- **PROBLEM TO WORK ON**
All entries below must be given again exactly as they stand.

- **Referring expression grounding data**
────────────────────
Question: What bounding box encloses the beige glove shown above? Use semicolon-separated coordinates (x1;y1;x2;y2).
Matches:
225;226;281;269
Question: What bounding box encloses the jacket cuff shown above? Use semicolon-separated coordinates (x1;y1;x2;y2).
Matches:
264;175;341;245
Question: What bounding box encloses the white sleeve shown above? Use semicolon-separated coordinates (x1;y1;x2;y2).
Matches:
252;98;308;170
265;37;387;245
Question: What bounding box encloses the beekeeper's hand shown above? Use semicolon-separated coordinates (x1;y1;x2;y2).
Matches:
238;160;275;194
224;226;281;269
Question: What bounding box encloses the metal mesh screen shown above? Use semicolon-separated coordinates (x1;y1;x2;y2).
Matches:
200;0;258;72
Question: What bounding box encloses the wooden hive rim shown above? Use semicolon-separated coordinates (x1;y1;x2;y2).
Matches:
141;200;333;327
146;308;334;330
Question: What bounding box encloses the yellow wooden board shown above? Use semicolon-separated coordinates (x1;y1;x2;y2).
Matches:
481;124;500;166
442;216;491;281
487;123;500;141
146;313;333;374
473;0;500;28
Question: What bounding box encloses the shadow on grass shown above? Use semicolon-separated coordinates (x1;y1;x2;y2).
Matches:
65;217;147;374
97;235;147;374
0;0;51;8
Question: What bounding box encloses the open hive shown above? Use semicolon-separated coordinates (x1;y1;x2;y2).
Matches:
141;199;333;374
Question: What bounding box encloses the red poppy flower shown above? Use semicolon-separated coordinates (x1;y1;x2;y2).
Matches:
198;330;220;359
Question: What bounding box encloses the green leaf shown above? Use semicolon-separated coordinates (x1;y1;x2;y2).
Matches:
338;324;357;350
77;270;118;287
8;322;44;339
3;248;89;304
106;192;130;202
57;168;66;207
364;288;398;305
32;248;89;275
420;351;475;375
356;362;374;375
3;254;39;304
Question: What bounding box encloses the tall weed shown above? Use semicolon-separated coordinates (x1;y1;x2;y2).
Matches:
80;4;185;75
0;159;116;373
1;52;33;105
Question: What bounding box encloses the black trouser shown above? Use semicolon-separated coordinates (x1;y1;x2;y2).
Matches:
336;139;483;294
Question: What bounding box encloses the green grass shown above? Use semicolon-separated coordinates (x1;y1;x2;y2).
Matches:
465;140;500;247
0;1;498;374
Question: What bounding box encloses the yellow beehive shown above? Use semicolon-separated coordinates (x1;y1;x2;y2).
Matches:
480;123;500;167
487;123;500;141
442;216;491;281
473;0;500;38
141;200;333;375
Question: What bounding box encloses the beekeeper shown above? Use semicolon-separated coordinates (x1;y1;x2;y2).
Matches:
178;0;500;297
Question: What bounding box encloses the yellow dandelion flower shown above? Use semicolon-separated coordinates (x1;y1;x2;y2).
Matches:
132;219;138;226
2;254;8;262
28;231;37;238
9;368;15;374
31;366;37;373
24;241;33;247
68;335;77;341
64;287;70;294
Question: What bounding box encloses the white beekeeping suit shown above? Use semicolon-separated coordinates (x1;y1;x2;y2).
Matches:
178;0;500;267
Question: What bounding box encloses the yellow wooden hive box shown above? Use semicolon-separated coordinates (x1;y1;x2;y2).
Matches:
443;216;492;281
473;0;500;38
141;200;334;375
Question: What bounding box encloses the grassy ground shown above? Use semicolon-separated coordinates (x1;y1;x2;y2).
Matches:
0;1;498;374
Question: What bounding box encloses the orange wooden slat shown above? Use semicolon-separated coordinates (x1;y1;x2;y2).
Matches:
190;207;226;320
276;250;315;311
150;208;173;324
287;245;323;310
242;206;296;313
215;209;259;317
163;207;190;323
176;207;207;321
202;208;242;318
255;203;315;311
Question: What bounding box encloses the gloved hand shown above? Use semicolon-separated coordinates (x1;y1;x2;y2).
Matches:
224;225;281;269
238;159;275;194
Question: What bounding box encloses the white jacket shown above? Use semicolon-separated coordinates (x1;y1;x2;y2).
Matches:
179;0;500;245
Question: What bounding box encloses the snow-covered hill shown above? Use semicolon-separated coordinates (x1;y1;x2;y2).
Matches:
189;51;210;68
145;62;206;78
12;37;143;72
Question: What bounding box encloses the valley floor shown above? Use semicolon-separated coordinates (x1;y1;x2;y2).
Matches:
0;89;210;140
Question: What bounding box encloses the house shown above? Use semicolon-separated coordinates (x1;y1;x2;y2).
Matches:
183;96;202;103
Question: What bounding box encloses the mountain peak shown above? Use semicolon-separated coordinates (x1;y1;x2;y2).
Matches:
────────────────────
- **TASK RESPONSE**
Question: What bounding box encloses the beige glove shown above? Use semicolon-separated coordinates (x1;y1;x2;y2).
Matches:
225;226;281;269
Question: What bounding box encloses the jacket cuff shown above? Use semicolon-separated coordinates (x1;y1;x2;y2).
Matches:
264;175;341;245
Question: What bounding box encloses the white sleeve shown above? Use semicolon-separated coordinates (x1;y1;x2;y2).
Matches:
252;98;308;170
265;37;387;245
Question: What bounding box encloses the beekeeper's hand shown above? Use semicolon-separated coordinates (x1;y1;x2;y2).
Matches:
238;160;275;194
224;226;281;269
Question: What bounding box encloses the metal mesh screen shown above? Use semicolon-separated coordinates (x1;y1;x2;y2).
Matches:
200;0;258;72
Question: What bounding box encloses the wooden hive rim shown above? Use semicolon-separated coordinates (x1;y1;x2;y2).
Matches:
141;200;333;327
146;308;334;330
Question: What bounding box encloses the yellow wooden board shown above? Use semicolon-separated coordinates (x1;y1;x2;y2).
Matches:
481;124;500;166
442;216;491;281
487;123;500;141
146;313;333;374
473;0;500;28
Question: What bounding box encloses the shadow on grass shown above? Use semicolon-separated coordinates (x1;y1;x2;y2).
Matches:
65;217;147;374
97;235;147;374
0;0;51;8
Question: What bounding box encloses the open hive shown above? Use semicolon-separated coordinates (x1;y1;x2;y2).
Matches:
141;199;333;374
Question: What bounding box encloses the red poppy flower shown above? Use semicolon-separated coordinates (x1;y1;x2;y2).
Matches:
198;330;220;359
Question: What bounding box encloses the green leaf shown above? Use semicolon-separated coordinates (x1;y1;x2;y2).
Matches:
338;324;357;350
77;270;118;287
8;322;44;339
3;248;89;304
106;192;130;202
57;168;66;207
364;288;398;305
32;248;89;275
420;351;475;375
356;362;374;375
3;254;39;304
Question: What bounding box encloses the tall weed shown above? Use semicolon-separated coordinates (x1;y1;x2;y2).
Matches:
80;4;185;75
0;159;116;373
1;52;33;105
Question: What bounding box encloses the black trouser shown above? Use semicolon-separated coordinates (x1;y1;x2;y2).
Matches:
336;139;483;294
Question: What bounding box encloses the green grass shown above? Use semicolon-separated coordinates (x1;y1;x2;y2).
Matches:
465;140;500;247
0;1;498;374
Question: What bounding box encloses the yellow beehive shown above? Use semicolon-separated coordinates (x1;y1;x2;y2).
Matches:
480;123;500;167
487;123;500;141
442;216;491;281
473;0;500;38
141;200;333;375
Question: What bounding box encloses the beekeeper shown above? Use semicolon-separated coordinates (x1;y1;x2;y2).
Matches:
178;0;500;297
Question: What bounding box encloses the yellow dandelion flower shown above? Use semicolon-separated coordinates (x1;y1;x2;y2).
Matches:
132;219;138;226
2;254;8;262
28;231;37;238
9;368;15;374
31;366;37;373
24;241;33;247
68;335;77;341
64;287;70;294
Question: What bounding box encloses the white beekeeping suit shown above? Use semicolon-separated coordinates (x1;y1;x2;y2).
Matches:
178;0;500;267
Question: What bounding box encloses the yellow wooden hive box shown above? Use semicolon-separated coordinates (x1;y1;x2;y2).
Matches:
443;216;492;281
473;0;500;38
141;200;334;375
Question: What bounding box encloses the grassy ground shown above? Use semicolon-separated coordinates (x1;y1;x2;y2).
Matches:
0;1;498;374
Question: What bounding box encloses the orange wooden slat shown above? Use semicolon-separated coordinates (x1;y1;x2;y2).
Matches:
190;207;226;320
276;250;315;311
150;208;173;324
287;245;323;310
242;206;296;313
215;209;259;317
163;207;190;323
176;207;207;321
202;208;242;318
255;203;315;311
Question: What bounding box encloses the gloved hand shown above? Use semicolon-separated coordinates (x1;y1;x2;y2).
Matches:
224;225;281;269
238;159;275;194
Question: What bounding box encloses the white jacket shown above? Use semicolon-separated coordinates (x1;y1;x2;y2).
Matches:
179;0;500;245
Question: What bounding box encloses the snow-covered hill shown above? Use semicolon-separated coordinates (x1;y1;x2;y2).
Matches:
189;51;210;68
145;62;206;78
12;37;143;72
Question: What bounding box encloses the valley floor shown above? Use semicolon-separated coordinates (x1;y1;x2;y2).
Matches:
0;89;210;140
Question: What bounding box encloses the house shown above? Use semicolon-separated coordinates (x1;y1;x2;y2).
Matches:
183;96;202;103
Question: What bounding box encloses the mountain peak shown above? Use semicolon-separated coordinates (x1;y1;x2;y2).
Matches:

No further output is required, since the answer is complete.